__Job__
Repeat the listing word for word. No pictures belong in the copy.

__Source material__
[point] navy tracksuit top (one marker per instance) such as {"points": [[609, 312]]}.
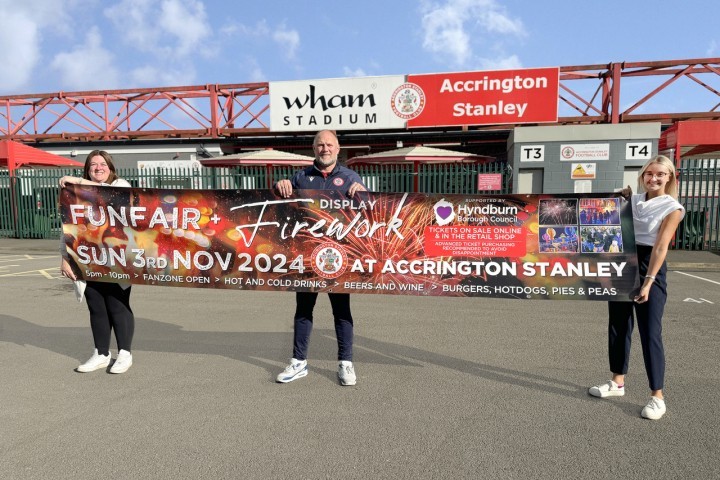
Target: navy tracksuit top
{"points": [[339, 179]]}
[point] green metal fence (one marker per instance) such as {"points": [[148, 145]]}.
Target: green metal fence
{"points": [[699, 192]]}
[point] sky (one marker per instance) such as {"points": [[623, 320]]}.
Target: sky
{"points": [[77, 45]]}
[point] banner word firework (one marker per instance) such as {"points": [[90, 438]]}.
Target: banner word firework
{"points": [[508, 246]]}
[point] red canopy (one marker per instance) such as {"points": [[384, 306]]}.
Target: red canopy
{"points": [[14, 155]]}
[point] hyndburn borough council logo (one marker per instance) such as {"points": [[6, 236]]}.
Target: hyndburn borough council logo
{"points": [[329, 260], [408, 101]]}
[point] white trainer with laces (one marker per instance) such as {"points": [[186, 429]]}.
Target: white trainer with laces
{"points": [[96, 362], [122, 363], [610, 389], [296, 369], [346, 373], [654, 410]]}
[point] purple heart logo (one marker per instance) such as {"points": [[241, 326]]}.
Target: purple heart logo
{"points": [[444, 212]]}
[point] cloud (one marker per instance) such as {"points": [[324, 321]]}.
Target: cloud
{"points": [[358, 72], [88, 66], [152, 76], [712, 48], [21, 32], [289, 40], [187, 22], [169, 29], [453, 28], [501, 63]]}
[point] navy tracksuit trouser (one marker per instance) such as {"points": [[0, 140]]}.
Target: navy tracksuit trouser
{"points": [[305, 303], [109, 306], [649, 321]]}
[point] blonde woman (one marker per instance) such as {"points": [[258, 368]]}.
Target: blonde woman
{"points": [[656, 215]]}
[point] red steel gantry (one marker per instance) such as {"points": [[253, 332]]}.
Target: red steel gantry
{"points": [[588, 94]]}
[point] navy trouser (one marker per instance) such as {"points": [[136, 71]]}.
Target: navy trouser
{"points": [[649, 320], [305, 303], [109, 306]]}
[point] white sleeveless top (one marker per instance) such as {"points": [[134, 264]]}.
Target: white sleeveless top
{"points": [[648, 215]]}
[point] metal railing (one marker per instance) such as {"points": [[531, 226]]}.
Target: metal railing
{"points": [[699, 192]]}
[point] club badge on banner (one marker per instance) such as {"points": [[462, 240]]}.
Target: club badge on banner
{"points": [[571, 247]]}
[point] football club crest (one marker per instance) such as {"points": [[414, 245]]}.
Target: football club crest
{"points": [[408, 101], [329, 260]]}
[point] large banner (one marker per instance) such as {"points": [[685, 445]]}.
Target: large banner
{"points": [[524, 95], [510, 246]]}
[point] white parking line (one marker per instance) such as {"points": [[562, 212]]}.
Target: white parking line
{"points": [[699, 278]]}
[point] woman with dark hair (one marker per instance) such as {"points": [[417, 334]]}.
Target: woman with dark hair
{"points": [[109, 303], [656, 215]]}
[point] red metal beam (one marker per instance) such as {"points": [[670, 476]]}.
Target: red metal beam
{"points": [[588, 94]]}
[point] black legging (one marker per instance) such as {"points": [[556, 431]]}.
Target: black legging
{"points": [[109, 306]]}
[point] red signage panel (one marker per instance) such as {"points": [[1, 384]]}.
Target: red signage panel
{"points": [[489, 97]]}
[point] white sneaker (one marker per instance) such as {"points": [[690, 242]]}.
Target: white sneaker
{"points": [[122, 363], [296, 369], [95, 362], [655, 409], [346, 373], [610, 389]]}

__Complete response__
[point] navy tracksuit top (one marker per instance) such as {"points": [[609, 312]]}.
Target: navy tracksuit top
{"points": [[339, 179]]}
[point] green metal fence (one marker per instance) such as {"points": [[148, 145]]}.
Target: green metal fence
{"points": [[699, 192]]}
[point] sky (one marker per instance) such as {"points": [[623, 320]]}.
Target: sky
{"points": [[77, 45]]}
[point] banner word firework (one marker per instance) such as {"points": [[90, 438]]}.
Target: banner word firework
{"points": [[508, 246]]}
[point] red canopy (one marker per instance) such as {"points": [[384, 306]]}.
Target: red canopy
{"points": [[14, 155]]}
[point] hyndburn borough council logo (one marker per instance) such as {"points": [[6, 236]]}.
Target: hyndburn borough council logo
{"points": [[329, 260], [408, 101]]}
[point] white trainer with laces (one marker per instance) such as {"points": [[186, 429]]}.
Target: white trainer with laces
{"points": [[96, 362], [122, 363], [610, 389], [296, 369], [346, 373], [654, 410]]}
[point] purple heart logo (one marker per instance) such as {"points": [[241, 326]]}.
Target: purple heart logo
{"points": [[444, 212]]}
[point] cloud (one marker per instance) such as {"points": [[324, 321]]}.
Target: cloud
{"points": [[358, 72], [88, 66], [152, 76], [712, 48], [21, 32], [289, 40], [187, 22], [169, 29], [453, 28], [501, 63]]}
[point] navy tracksuit trouser (one marker per instance) such as {"points": [[0, 140]]}.
Target: navy tracksuit trouser
{"points": [[305, 303], [109, 306], [649, 321]]}
[point] blonde woman (one marker per instance) such as {"points": [[258, 368]]}.
Target: blonde woman
{"points": [[656, 215]]}
[point] red steel gantry (one marker per instance) such as {"points": [[253, 332]]}.
Target: red steel gantry
{"points": [[588, 94]]}
[point] navy trouser (one marker per instance) such as {"points": [[136, 71]]}.
Target: navy trouser
{"points": [[649, 320], [305, 303], [109, 306]]}
[point] white sleeveless top (one marker per instance) such as {"points": [[134, 264]]}.
Target: white sleeveless top
{"points": [[648, 215]]}
[point] metal railing (one marker per instance) such as {"points": [[531, 226]]}.
Target: metal railing
{"points": [[699, 192]]}
[point] club badge on banner (one marker per instance) such as {"points": [[462, 240]]}.
Target: club badge on banner
{"points": [[571, 247]]}
[point] football club crest (one marker per instance) such as {"points": [[414, 245]]}.
Target: football club crest
{"points": [[408, 101], [329, 260]]}
[point] large banner (one marker per instance) such as {"points": [[685, 445]]}.
Target: large banner
{"points": [[524, 95], [510, 246]]}
[point] white parking line (one marker per instance) such as {"points": [[562, 212]]}.
Target: white parking line
{"points": [[699, 278]]}
[point] woman with dark hair (one marker per instance) such as {"points": [[417, 334]]}.
Target: woman with dark hair
{"points": [[109, 303], [656, 215]]}
[point] red metal beam (one marker per instance) such as {"points": [[670, 476]]}.
Target: red metal beam
{"points": [[588, 94]]}
[point] black legging (one marker per instance) such as {"points": [[556, 431]]}.
Target: black legging
{"points": [[109, 306]]}
[point] red signage panel (one marker per instance) such as {"points": [[1, 384]]}.
Target: red signage panel
{"points": [[489, 97]]}
[point] white sneaker (one marker per instance) such as {"points": [[690, 242]]}.
Target: white sneaker
{"points": [[122, 363], [296, 369], [95, 362], [655, 409], [346, 373], [610, 389]]}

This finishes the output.